Task instructions: Copy out every line of the data below word for word, with nothing changed.

Position annotation data:
• • • • •

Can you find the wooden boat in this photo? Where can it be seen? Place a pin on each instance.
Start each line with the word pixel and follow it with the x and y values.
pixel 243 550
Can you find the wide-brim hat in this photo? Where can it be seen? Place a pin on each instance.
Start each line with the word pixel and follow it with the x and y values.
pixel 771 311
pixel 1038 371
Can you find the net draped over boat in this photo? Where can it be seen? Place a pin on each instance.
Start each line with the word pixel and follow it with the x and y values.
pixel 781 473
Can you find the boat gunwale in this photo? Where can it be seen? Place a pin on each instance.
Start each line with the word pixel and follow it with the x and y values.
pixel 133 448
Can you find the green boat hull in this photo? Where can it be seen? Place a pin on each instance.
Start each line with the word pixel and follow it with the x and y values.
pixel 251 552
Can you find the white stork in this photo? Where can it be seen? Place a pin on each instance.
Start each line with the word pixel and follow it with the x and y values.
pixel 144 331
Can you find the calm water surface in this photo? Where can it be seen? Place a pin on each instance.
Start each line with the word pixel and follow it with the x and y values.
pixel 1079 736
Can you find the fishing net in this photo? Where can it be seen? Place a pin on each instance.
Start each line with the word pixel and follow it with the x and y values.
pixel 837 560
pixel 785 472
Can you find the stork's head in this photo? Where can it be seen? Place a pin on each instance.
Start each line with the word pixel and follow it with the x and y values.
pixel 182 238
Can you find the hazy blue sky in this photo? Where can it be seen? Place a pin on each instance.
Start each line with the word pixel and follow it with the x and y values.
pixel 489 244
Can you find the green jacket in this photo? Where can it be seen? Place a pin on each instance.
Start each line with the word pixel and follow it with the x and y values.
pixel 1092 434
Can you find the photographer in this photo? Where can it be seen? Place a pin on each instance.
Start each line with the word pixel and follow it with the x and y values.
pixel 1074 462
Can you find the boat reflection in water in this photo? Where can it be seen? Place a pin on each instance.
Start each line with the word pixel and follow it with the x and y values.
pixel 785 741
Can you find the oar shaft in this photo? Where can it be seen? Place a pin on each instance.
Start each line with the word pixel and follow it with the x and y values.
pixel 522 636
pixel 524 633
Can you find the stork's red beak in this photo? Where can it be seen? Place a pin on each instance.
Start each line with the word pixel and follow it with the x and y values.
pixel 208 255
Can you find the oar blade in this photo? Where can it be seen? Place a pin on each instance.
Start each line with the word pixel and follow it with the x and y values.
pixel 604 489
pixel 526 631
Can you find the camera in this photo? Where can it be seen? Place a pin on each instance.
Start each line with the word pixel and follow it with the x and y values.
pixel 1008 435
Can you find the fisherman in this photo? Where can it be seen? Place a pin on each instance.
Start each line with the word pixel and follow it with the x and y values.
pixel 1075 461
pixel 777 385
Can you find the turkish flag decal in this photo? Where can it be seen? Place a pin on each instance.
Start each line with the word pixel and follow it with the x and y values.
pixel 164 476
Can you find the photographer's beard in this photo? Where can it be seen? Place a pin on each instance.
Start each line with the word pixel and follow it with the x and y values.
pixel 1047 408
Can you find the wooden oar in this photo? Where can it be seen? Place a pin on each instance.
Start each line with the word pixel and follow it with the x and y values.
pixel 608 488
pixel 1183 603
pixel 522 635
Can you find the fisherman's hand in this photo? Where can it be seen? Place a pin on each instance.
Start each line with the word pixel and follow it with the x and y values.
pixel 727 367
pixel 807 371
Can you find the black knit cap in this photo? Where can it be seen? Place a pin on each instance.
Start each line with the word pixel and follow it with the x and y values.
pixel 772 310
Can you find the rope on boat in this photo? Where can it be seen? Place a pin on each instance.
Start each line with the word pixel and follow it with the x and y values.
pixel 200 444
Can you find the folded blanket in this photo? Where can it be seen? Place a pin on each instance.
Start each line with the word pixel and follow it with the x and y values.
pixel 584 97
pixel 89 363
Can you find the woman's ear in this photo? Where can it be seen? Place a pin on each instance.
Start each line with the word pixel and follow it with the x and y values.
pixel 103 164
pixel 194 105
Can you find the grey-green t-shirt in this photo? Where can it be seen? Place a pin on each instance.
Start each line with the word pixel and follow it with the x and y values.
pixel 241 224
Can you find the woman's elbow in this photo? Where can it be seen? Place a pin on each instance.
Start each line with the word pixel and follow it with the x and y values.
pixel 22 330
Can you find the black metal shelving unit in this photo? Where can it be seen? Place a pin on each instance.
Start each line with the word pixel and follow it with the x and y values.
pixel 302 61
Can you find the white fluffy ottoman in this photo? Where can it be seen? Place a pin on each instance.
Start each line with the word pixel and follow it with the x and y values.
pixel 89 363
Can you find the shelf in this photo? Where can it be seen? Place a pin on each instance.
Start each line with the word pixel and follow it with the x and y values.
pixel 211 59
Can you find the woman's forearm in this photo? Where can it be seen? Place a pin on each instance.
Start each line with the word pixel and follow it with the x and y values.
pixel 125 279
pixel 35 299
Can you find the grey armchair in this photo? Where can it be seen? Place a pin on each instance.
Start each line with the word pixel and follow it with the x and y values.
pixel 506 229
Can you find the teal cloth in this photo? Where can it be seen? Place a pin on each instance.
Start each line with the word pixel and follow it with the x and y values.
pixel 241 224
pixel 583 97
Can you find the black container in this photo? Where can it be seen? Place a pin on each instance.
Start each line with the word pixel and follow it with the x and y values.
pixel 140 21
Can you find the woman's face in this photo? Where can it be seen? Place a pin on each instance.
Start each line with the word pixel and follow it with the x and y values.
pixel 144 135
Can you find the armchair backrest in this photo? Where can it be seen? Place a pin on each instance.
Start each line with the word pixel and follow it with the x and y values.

• • • • •

In response:
Can you find the wooden boat in this photo? Where can it be seen? Place a pin on each instance.
Start each line with the word pixel and follow it with the x and y values.
pixel 243 550
Can you find the wide-brim hat in this photo? Where can it be seen? Place a pin on each instance.
Start each line with the word pixel and follow it with the x and y values.
pixel 771 311
pixel 1038 371
Can you find the net draped over boat in this photo? Where can it be seen? Place a pin on each instance.
Start each line with the word pixel and follow it with the x and y values.
pixel 781 473
Can you find the boat gunwale in this photo? Where can it be seen? Place a pin on each instance.
Start each line with the word pixel and follow it with the x and y values.
pixel 133 448
Can you find the green boat hull in this photo? Where can it be seen? Place a pin on each instance.
Start each line with the word pixel and follow it with the x and y values.
pixel 251 552
Can you find the white stork in this photo? Where can it be seen? Place a pin on each instance.
Start each line with the word pixel and follow it with the x and y values.
pixel 144 331
Can you find the calm water surface in this photo? Where can it be seen? Place a pin on each instance.
Start each line with the word pixel and follow it with the x and y values.
pixel 1079 736
Can you find the fishing net in this photo? Where can it be seen? Place a pin on each instance.
Start each line with the word pixel and follow it with the x and y values.
pixel 837 560
pixel 785 472
Can you find the stork's head in this photo? Where can it be seen? Place a pin on each instance.
Start each line with the word pixel and follow it with the x and y values.
pixel 182 238
Can you find the hazy blue sky in this photo? Where can it be seen? Place a pin on each instance.
Start each line with the word pixel and follow it with the x and y values.
pixel 489 244
Can you find the green jacket in this photo? Where can it be seen? Place a pin on each instance.
Start each line with the word pixel and follow it with the x and y values.
pixel 1092 434
Can you find the photographer in this photo? Where can it be seen? Place a pin on each instance.
Start each line with the word pixel and follow it with the x and y values.
pixel 1074 462
Can you find the boat reflection in water in this photo? Where can it be seen? Place a pin on each instance.
Start each line with the word pixel and follow it with the x and y values.
pixel 785 741
Can you find the oar shaft in this photo? Where can it be seen? Place a pin on each instance.
Start each line with the word pixel and follow it with the x and y values.
pixel 522 636
pixel 524 633
Can you find the stork's red beak in this photo? Where can it be seen? Place a pin on each instance.
Start each line with the word pixel and follow it with the x and y values.
pixel 208 255
Can you find the oar blade in this photo? Where can it be seen? Place a pin on each instance.
Start each line with the word pixel and follow it with the x and y values.
pixel 604 489
pixel 526 631
Can you find the camera in this photo? Where can it be seen? Place a pin on each instance.
Start each line with the word pixel and follow it with the x and y values.
pixel 1008 435
Can you find the fisherman in this photo? Where can it be seen? Place a pin on each instance.
Start each line with the word pixel and follow it with the x and y values.
pixel 1075 461
pixel 777 385
Can you find the turkish flag decal in this photo? Where can it be seen? Place a pin on each instance.
Start each line with the word pixel and follow it with the x and y values.
pixel 164 476
Can you find the photographer's beard in this photo? Where can it be seen? Place a pin on each instance.
Start each line with the word pixel and follow it with the x and y values.
pixel 1047 408
Can you find the wooden oar in this photo? Where can it be seen? Place a pin on each instance.
Start each line with the word pixel and follow it with the x and y values.
pixel 608 488
pixel 1183 603
pixel 522 635
Can you find the fisherman's hand in this photo? Where can it be seen? Place a pin on each instance.
Start each line with the word pixel and follow it with the x and y values.
pixel 727 367
pixel 807 371
Can you find the black knit cap in this photo? Where can it be seen? Place a pin on each instance.
Start each line with the word pixel and follow it with the x and y values.
pixel 772 310
Can you find the rope on boat in this photo? Where can it be seen? Place a pin on each instance.
Start each line with the word pixel and follow it with the x and y values.
pixel 200 444
Can you find the folded blanket in this photo? Where can it be seen? Place a pin on each instance.
Start each line with the word pixel and follow it with the x and y values.
pixel 584 97
pixel 89 363
Can you find the woman's ear in this photo? Where can it be seen? Place a pin on each instance.
Start each line with the word pixel and follow it with the x and y values.
pixel 103 164
pixel 194 105
Can you find the grey-green t-shirt in this photo? Where can it be seen? Place a pin on each instance.
Start each line with the word pixel and follow it with the x and y values.
pixel 241 224
Can you find the woman's elbow in this photo? Where can it be seen? Place a pin on each instance.
Start each line with the word pixel and follow it with the x and y values.
pixel 22 330
Can you find the black metal shelving unit in this photo? Where can it be seen? Place a pin on each instance.
Start each line with the word pixel and follow it with the x and y values.
pixel 302 61
Can you find the white fluffy ottoman in this photo? Where can it be seen? Place a pin on each instance.
Start each line with the word pixel and follow it with the x and y values.
pixel 89 363
Can you find the shelf in this photo? Where can it be seen? Place a pin on each instance.
Start each line with the word pixel and follow it with the x and y values.
pixel 211 59
Can you find the woman's forearm in this photo? Where can it be seen? Place a pin on each instance.
Start each line with the word pixel and follow it with the x and y values.
pixel 125 279
pixel 35 299
Can you find the grey armchair in this photo? Where can it be seen? Place a pin on each instance.
Start each line with the word pixel and follow it with the x and y values.
pixel 506 229
Can you find the teal cloth in this photo? Where can it be seen? Place a pin on each instance.
Start each line with the word pixel and follow it with the x and y values.
pixel 241 224
pixel 583 97
Can you find the black container in this photo? Where can it be seen? Place a pin on each instance.
Start each line with the word pixel and follow it with the x and y values.
pixel 140 21
Can you find the woman's face in this photo? Where can it be seen? Place a pin on each instance.
Start each line with the word pixel and follow it with the x and y values.
pixel 144 135
Can you find the armchair backrest in this photo? Where can it be seen? Place a pin on each instance.
Start each line with the word pixel and follow it with the x and y values.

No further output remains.